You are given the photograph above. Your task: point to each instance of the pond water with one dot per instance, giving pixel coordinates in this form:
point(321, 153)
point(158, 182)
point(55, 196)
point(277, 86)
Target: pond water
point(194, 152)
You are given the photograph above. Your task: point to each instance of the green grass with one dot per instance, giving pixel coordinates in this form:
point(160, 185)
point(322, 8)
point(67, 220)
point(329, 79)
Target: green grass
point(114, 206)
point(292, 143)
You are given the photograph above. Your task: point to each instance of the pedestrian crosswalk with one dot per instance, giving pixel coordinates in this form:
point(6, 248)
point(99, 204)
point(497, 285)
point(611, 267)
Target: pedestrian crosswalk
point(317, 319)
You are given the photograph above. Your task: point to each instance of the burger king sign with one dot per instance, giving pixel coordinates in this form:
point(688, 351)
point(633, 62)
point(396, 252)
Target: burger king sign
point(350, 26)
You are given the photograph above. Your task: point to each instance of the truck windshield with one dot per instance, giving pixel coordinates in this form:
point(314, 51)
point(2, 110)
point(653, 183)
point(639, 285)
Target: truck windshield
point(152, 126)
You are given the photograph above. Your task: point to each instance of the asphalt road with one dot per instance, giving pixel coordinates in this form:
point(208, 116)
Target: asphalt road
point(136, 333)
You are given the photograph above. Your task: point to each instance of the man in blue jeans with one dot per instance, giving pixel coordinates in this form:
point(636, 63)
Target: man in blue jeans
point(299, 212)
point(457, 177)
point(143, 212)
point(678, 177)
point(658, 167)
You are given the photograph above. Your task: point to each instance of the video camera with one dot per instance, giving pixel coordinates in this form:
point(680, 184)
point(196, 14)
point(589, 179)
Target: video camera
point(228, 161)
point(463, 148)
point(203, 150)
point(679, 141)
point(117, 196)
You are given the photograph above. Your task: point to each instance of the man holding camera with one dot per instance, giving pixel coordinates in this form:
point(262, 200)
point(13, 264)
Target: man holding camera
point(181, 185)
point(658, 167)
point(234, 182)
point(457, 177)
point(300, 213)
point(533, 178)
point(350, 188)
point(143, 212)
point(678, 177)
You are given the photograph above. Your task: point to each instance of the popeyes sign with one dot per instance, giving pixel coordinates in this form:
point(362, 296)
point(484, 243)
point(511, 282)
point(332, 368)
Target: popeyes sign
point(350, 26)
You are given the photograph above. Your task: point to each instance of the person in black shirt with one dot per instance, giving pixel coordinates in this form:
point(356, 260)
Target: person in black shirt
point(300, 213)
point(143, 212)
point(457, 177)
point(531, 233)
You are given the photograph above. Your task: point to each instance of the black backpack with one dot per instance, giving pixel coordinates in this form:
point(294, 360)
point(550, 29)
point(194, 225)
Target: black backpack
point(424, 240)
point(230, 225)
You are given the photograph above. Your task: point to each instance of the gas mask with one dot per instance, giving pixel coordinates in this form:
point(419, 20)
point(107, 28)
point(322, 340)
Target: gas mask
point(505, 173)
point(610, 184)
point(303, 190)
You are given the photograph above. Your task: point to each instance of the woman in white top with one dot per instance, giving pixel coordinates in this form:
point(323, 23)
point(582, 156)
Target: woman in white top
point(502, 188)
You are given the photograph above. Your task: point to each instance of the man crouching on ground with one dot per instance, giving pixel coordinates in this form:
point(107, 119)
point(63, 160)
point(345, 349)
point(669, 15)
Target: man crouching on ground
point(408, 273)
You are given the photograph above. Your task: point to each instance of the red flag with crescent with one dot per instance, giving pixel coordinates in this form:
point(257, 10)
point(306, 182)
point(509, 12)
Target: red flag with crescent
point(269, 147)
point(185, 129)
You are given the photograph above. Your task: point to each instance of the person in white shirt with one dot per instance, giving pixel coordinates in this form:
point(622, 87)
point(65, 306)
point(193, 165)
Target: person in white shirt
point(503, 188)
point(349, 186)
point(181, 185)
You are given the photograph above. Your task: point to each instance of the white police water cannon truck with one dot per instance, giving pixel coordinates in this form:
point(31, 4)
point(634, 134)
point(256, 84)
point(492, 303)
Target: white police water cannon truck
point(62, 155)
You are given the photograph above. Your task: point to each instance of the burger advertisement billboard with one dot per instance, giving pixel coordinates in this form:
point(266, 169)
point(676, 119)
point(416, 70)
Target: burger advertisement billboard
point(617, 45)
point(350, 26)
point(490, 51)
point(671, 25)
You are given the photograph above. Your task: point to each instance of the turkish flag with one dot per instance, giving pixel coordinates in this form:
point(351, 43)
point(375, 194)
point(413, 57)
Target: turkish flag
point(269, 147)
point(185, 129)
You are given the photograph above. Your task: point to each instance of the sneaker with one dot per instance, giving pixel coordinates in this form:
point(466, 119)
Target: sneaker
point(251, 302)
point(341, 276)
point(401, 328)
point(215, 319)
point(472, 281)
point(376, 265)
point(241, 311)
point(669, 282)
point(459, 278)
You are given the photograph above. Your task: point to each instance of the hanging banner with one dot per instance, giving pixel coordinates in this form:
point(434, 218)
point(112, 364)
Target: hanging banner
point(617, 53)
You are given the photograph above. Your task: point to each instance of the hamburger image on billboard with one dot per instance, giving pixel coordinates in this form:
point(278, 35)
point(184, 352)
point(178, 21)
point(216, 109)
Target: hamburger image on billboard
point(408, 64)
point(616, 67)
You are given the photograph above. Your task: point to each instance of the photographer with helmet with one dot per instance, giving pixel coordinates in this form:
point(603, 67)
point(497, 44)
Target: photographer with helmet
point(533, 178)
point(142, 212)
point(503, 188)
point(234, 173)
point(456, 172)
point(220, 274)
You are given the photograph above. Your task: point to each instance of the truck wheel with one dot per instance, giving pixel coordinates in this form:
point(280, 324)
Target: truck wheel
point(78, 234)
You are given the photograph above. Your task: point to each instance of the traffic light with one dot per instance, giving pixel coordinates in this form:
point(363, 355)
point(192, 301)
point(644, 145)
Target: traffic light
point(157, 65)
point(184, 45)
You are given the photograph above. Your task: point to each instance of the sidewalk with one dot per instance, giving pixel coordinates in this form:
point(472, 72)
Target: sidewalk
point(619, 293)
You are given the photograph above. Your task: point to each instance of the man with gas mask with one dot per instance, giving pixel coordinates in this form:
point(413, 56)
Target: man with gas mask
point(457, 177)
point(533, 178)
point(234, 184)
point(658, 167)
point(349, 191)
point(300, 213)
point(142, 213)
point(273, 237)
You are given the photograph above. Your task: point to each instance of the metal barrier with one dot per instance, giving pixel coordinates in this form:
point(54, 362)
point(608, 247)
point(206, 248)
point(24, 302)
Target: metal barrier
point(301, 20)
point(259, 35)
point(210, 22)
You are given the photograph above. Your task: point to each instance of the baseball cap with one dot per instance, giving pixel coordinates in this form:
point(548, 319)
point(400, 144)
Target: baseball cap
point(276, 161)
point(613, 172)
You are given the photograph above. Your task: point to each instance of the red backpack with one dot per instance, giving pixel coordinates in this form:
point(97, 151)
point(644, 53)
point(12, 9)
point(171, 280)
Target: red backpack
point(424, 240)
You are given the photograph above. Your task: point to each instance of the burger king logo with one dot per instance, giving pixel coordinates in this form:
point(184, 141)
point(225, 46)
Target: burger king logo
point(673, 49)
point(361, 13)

● **WORK REQUIRED**: Swap "instance" for "occurrence" in the lines starting at the one that contains "of the traffic" and ending at the one that contains "point(613, 172)". Give only those lines, with nothing else changed.

● **COMPLETE ANSWER**:
You are given the photograph above. Your task: point to each occurrence of the traffic light with one dot per occurrence, giving pixel coordinates in this form:
point(363, 355)
point(192, 301)
point(644, 145)
Target: traffic light
point(157, 65)
point(184, 45)
You are given the photograph above. Your task: point to each occurrence of the sidewalk with one dot per occurrence, giving pixel coordinates in this form:
point(472, 72)
Target: sidewalk
point(619, 293)
You are given the photograph above. Your task: point to each occurrence of the man with gas mask with one dot per occurrence, giving pixel coordinates in this form:
point(413, 56)
Target: man with gas mask
point(457, 177)
point(533, 178)
point(234, 184)
point(658, 167)
point(349, 191)
point(300, 213)
point(142, 213)
point(273, 237)
You are given the photograph above. Your task: point to each occurrence of the metal barrier with one dot per occurrence, giving pixel coordinates in this form:
point(54, 362)
point(608, 247)
point(206, 248)
point(24, 302)
Target: metal barrier
point(301, 20)
point(259, 35)
point(210, 22)
You are given the photograph above. Your task: point to each occurrence of the baseball cap with one dot per occurrence, giving pixel coordinates in this form:
point(548, 319)
point(400, 144)
Target: baseball cap
point(276, 161)
point(613, 172)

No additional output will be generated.